====== Source extract ======

On Tue, 25 Aug 2009 22:24:40 -0400, mm
wrote:

I live in the last house in a line of townhouse. The HOA wanted me or
the guy whose building is at right angles to mine to put up a
motion-detector controlled floodlight. I volunteered so that I could
turn the light off entirely if I ever sleep outside.

The fixture has broken three times in the last 10 or 15 years. Each
time the electrician the HOA uses installed a new fixture, a different
model each time. Do you think it likely the electrician uses the
cheapest fixtures they sell and that is why they fail so soon????

I sort of thought those generic fixtures electricians use are as good
as any others, just cheaper because there is no famous brand name
attached, with the advertising costs that go with one.

(The first time, the light wouldn't go on when I walked in front of
the motion detector, even though the little red light went on. The
second time, nothing went on and I found a burned out connection
inside the fixture after the trician replaced it and gave it to me.

====== Data block ======

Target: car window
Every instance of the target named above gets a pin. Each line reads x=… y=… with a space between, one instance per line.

======

Task description: Rewrite the stretch of the floodlight post from "(The first time, the" through "gave it to me.", changing "motion detector" to "motion sensor".

Complete response:
(The first time, the light wouldn't go on when I walked in front of
the motion sensor, even though the little red light went on. The
second time, nothing went on and I found a burned out connection
inside the fixture after the trician replaced it and gave it to me.